▶ [Records provided]
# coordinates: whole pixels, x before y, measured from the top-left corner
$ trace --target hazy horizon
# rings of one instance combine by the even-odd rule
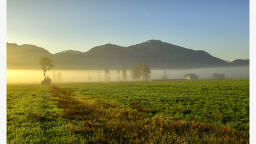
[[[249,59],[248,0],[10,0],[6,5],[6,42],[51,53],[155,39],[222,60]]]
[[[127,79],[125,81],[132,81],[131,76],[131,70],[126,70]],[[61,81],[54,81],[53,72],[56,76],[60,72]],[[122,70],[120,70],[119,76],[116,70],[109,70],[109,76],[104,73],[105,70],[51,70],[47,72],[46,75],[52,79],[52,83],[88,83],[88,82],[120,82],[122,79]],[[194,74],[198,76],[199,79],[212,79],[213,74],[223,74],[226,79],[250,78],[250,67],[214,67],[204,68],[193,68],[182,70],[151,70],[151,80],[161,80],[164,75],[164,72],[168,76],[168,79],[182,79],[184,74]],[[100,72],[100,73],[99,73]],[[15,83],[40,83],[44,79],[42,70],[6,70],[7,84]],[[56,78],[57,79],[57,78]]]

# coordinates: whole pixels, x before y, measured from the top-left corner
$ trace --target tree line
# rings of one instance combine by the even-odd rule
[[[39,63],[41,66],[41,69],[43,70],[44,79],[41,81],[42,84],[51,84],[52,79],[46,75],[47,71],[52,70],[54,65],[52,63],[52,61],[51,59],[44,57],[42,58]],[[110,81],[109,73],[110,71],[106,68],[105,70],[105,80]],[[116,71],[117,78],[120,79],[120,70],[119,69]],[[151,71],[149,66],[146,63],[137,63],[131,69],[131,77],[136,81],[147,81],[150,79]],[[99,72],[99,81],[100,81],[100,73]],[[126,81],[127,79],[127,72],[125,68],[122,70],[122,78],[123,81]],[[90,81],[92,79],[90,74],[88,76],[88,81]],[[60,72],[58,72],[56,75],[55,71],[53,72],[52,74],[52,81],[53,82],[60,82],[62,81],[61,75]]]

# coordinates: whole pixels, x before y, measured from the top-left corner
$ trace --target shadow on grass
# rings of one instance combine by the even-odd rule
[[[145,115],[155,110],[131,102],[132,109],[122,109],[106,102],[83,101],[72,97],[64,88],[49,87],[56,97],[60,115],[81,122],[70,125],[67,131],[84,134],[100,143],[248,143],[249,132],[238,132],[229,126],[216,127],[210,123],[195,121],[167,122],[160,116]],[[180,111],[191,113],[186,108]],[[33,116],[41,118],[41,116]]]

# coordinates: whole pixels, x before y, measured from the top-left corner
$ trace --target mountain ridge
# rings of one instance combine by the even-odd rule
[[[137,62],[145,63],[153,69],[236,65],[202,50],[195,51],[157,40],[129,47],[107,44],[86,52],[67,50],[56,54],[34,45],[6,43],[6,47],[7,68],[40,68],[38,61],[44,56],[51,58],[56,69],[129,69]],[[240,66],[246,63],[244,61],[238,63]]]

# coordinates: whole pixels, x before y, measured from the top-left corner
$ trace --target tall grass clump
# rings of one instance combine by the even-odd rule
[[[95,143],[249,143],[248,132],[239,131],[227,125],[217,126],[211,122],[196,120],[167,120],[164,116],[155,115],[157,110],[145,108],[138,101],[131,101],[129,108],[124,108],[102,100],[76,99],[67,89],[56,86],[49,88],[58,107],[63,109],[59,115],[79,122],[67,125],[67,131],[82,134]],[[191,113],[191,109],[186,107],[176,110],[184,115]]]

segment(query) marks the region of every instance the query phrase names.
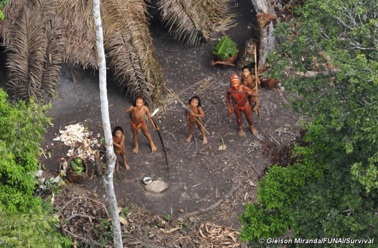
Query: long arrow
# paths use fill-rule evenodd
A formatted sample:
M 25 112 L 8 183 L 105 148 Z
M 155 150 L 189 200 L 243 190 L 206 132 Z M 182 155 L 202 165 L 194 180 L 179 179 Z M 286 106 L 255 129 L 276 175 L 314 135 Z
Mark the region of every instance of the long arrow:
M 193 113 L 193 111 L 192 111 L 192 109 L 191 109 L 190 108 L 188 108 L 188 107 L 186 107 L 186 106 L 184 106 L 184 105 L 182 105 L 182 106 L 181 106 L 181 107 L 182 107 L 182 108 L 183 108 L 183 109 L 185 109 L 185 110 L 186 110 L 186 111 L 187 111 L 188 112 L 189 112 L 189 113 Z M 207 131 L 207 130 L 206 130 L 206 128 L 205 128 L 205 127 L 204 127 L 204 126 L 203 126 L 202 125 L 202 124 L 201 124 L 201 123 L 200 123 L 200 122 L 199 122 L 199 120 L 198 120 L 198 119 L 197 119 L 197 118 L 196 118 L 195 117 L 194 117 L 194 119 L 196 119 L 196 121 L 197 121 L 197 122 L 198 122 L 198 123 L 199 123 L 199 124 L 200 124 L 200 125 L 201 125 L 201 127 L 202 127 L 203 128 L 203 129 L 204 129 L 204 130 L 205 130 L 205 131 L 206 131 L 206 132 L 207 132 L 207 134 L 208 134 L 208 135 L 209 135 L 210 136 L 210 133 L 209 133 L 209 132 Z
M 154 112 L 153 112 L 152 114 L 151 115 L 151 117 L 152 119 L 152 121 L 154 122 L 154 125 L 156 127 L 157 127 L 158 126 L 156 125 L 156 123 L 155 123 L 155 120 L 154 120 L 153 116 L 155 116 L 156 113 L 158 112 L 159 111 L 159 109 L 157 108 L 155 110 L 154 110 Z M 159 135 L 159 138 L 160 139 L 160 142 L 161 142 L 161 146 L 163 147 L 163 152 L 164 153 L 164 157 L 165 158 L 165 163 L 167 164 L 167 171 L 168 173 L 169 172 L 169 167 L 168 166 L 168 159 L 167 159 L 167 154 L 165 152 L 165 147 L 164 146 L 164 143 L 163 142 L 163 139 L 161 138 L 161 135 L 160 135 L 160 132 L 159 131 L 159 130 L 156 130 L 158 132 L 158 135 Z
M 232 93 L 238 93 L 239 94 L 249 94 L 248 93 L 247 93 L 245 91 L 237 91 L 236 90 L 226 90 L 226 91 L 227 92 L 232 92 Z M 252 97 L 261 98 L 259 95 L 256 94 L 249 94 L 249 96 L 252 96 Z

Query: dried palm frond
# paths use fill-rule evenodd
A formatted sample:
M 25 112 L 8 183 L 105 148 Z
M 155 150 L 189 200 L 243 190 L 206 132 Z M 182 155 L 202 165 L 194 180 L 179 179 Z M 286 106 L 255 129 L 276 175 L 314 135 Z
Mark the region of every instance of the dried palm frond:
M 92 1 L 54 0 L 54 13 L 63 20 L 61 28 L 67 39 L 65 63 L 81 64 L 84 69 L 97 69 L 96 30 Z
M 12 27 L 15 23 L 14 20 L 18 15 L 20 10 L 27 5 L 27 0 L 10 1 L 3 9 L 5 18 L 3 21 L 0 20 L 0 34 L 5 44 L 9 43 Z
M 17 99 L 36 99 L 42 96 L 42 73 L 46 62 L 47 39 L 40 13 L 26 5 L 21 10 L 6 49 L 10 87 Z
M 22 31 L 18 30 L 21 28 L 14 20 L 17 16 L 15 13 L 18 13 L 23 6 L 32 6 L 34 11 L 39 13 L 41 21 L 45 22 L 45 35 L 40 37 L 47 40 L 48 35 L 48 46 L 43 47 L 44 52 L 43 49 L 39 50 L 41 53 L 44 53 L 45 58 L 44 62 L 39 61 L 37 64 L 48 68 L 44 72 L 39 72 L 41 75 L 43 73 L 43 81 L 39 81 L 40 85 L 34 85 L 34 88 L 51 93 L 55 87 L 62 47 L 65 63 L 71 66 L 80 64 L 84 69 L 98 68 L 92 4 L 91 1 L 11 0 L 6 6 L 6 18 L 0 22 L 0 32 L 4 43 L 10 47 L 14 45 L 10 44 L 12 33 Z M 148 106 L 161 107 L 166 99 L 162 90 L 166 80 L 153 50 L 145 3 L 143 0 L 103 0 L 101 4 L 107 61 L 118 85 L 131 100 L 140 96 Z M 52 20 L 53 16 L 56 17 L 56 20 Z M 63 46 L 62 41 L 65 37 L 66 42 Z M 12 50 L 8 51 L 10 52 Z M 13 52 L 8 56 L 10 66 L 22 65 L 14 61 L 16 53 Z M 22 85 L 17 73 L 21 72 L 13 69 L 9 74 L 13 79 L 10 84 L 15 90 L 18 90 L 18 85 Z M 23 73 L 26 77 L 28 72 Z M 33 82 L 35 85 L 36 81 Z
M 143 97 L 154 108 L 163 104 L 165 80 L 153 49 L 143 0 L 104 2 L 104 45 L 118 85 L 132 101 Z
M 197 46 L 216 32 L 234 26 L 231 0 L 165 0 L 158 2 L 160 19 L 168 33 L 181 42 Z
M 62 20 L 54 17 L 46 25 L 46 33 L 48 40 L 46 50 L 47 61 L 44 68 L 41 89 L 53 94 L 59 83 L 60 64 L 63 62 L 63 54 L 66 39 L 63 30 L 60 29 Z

* * *

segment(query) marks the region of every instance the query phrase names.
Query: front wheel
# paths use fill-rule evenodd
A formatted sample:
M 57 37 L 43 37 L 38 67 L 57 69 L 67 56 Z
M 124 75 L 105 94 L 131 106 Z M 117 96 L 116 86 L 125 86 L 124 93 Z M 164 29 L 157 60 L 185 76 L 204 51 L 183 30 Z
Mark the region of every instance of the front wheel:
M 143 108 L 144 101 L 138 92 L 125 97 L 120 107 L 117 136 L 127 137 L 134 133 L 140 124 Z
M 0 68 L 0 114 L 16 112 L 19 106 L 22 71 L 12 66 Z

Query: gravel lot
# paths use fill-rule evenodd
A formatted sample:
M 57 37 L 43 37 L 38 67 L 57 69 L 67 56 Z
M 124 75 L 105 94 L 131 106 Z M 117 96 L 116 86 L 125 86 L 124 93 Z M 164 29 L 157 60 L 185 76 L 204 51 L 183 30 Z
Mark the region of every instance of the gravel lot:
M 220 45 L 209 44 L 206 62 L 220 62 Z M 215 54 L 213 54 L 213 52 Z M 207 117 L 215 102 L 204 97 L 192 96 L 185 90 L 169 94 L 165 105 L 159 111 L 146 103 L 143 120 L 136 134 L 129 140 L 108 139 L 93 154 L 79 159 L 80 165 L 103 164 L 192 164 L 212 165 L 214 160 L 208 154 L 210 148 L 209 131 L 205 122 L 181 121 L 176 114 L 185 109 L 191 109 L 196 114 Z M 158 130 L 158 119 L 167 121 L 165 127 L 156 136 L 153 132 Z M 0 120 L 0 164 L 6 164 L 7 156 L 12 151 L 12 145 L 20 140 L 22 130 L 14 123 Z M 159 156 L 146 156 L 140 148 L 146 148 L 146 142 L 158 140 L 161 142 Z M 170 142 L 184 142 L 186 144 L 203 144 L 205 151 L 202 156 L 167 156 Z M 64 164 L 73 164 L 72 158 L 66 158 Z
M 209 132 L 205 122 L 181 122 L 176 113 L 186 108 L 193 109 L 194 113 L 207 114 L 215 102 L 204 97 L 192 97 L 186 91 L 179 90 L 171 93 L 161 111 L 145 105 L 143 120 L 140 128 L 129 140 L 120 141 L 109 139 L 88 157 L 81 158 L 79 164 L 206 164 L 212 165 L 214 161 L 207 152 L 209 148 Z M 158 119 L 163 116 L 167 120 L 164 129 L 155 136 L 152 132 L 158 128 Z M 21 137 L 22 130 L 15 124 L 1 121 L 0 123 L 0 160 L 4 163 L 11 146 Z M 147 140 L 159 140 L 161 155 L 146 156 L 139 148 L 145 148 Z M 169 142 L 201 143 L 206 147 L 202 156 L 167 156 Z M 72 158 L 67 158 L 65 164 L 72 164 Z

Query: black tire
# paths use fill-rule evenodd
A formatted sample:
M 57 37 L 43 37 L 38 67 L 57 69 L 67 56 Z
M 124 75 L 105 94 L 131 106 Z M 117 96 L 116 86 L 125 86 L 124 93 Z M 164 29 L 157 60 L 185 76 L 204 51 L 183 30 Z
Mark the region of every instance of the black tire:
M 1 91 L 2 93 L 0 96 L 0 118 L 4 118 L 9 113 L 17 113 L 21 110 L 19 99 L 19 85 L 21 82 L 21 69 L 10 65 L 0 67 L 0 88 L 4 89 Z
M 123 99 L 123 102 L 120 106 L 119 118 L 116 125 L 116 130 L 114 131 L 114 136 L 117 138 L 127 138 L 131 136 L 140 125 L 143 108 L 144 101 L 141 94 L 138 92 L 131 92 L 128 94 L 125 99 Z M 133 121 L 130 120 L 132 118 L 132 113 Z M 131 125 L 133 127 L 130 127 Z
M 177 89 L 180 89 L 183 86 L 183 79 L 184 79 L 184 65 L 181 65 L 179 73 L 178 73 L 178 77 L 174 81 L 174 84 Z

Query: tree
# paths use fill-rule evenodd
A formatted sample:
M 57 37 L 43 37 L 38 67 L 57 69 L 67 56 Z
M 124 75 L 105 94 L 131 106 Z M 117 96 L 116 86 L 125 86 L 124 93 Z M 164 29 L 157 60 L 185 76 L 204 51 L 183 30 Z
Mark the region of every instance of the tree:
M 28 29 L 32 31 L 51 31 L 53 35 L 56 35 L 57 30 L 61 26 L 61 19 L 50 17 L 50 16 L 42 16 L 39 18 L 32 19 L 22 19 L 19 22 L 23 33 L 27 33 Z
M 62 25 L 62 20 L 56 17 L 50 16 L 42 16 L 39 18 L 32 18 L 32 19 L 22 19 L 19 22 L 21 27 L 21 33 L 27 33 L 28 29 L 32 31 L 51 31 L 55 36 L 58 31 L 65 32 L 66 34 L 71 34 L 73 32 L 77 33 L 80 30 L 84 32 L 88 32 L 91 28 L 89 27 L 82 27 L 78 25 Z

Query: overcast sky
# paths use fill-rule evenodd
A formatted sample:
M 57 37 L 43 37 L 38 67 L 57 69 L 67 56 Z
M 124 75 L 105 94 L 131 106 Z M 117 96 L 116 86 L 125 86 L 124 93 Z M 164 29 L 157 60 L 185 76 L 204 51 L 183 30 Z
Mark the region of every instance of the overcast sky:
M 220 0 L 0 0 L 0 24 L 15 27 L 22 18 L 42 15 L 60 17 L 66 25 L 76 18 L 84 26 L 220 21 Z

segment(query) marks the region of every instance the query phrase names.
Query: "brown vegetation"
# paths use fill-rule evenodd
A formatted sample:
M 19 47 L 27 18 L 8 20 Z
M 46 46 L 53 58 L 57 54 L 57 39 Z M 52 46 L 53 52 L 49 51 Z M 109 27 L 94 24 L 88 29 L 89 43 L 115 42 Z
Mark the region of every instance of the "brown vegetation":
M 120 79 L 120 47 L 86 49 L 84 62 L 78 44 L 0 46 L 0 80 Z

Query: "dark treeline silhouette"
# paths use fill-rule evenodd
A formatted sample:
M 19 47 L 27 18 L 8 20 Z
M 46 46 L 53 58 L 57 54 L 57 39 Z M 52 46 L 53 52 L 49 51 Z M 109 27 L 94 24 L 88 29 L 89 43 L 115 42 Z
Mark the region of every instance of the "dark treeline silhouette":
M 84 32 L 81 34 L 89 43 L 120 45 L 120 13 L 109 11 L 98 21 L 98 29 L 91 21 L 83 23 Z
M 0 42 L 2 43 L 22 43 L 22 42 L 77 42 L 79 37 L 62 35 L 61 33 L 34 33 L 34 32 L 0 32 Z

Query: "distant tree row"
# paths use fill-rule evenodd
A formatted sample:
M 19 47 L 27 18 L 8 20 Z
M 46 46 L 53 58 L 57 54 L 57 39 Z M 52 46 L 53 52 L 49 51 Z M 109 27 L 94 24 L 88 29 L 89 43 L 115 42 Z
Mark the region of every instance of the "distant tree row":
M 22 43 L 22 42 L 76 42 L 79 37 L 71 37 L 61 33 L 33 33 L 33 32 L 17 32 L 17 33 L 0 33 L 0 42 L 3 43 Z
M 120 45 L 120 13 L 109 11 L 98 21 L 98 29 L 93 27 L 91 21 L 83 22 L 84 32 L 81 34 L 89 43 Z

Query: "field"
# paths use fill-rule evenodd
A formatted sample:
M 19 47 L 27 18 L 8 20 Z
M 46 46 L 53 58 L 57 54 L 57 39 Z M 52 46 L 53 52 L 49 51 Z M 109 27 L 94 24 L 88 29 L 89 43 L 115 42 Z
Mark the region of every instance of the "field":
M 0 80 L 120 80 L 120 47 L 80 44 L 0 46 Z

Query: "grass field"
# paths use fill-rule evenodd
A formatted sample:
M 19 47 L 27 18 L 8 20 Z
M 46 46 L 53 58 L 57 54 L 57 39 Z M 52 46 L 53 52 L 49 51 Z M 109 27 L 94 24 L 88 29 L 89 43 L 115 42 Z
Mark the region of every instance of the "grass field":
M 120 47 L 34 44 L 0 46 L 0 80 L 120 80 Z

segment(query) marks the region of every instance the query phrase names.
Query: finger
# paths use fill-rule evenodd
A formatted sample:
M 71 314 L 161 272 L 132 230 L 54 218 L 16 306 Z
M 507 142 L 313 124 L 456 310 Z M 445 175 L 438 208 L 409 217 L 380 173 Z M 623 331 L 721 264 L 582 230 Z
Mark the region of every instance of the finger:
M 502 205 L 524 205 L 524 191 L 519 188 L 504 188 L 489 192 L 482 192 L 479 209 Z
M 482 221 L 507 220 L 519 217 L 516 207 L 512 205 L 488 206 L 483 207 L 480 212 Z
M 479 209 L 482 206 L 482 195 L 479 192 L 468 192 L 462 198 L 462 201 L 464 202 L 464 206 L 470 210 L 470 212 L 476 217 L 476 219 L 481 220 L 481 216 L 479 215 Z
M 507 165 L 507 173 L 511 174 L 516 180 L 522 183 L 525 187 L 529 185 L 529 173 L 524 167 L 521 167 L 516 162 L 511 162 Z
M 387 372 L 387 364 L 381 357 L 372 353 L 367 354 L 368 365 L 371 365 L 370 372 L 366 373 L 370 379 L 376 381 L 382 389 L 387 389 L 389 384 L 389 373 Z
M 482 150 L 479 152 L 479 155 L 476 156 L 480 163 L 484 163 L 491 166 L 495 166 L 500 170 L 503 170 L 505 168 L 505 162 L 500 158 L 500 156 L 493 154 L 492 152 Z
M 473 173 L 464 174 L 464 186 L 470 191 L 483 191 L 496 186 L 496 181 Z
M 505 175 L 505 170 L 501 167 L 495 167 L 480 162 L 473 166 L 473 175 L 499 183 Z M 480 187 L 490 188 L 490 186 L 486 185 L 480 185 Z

==

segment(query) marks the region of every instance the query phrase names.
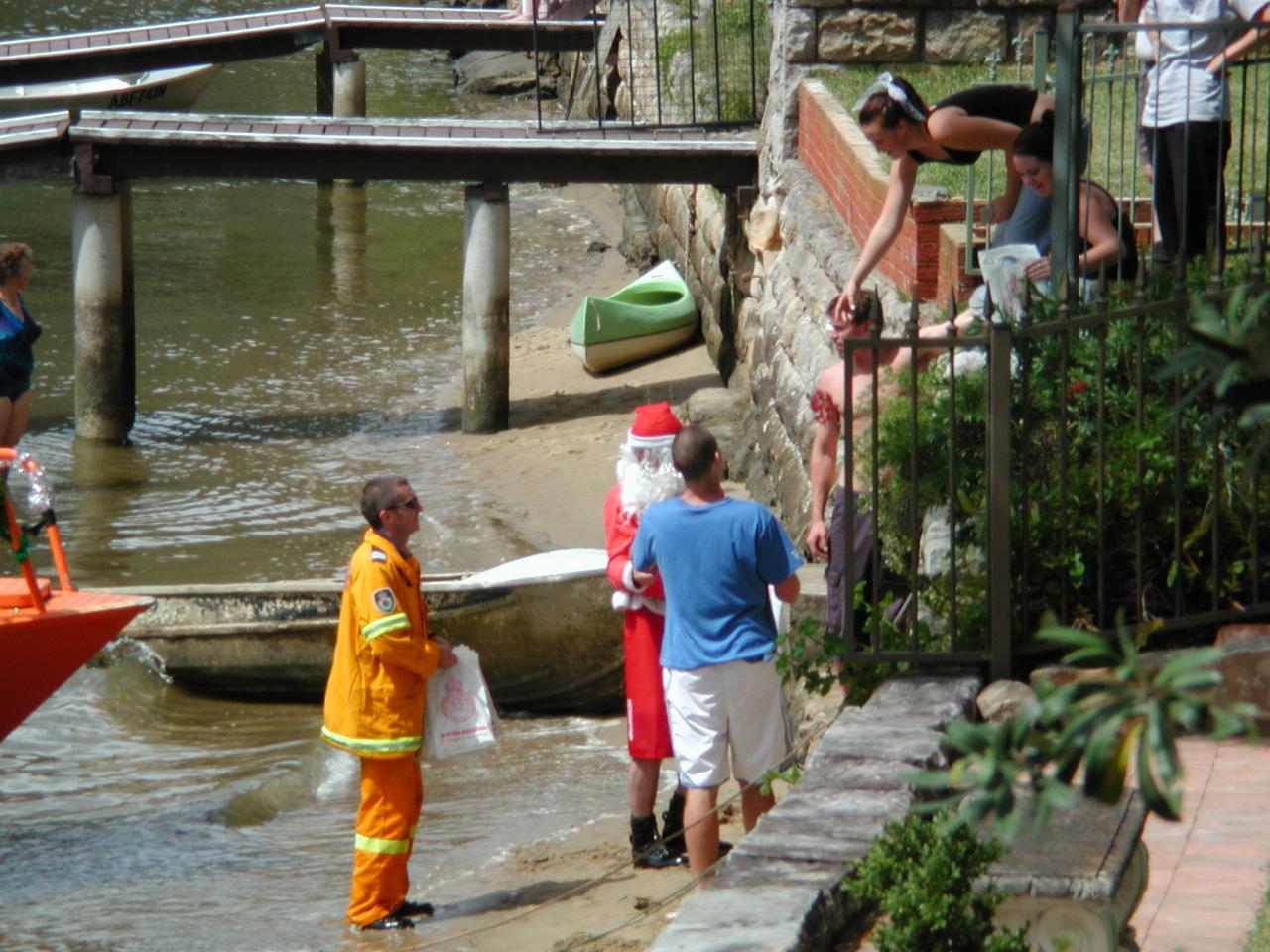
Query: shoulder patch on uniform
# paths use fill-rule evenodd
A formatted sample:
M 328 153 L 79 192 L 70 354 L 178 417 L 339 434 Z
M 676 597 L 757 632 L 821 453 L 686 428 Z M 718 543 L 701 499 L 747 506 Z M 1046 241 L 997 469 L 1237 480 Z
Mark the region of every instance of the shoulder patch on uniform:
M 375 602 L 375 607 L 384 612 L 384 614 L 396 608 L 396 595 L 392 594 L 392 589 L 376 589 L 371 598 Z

▶ [Written exercise] Starting at the line containing "Query: overcast sky" and ending at the line containing "M 220 0 L 0", rewrite that stretch of the material above as a numbered list, skipping any blank lines.

▶ [Response to the task]
1. Query: overcast sky
2. # paths use fill-rule evenodd
3. A formatted sample:
4. M 57 37 L 43 37 L 38 67 L 57 69 L 67 56 Z
5. M 124 75 L 105 94 L 131 106 Z M 117 96 L 116 86 L 125 86 L 124 93 Z M 164 29 L 157 60 L 185 76 L 204 51 L 183 30 Z
6. Mark the region of every instance of the overcast sky:
7. M 220 0 L 0 0 L 0 24 L 15 27 L 22 18 L 42 15 L 60 17 L 66 25 L 76 18 L 84 26 L 220 21 Z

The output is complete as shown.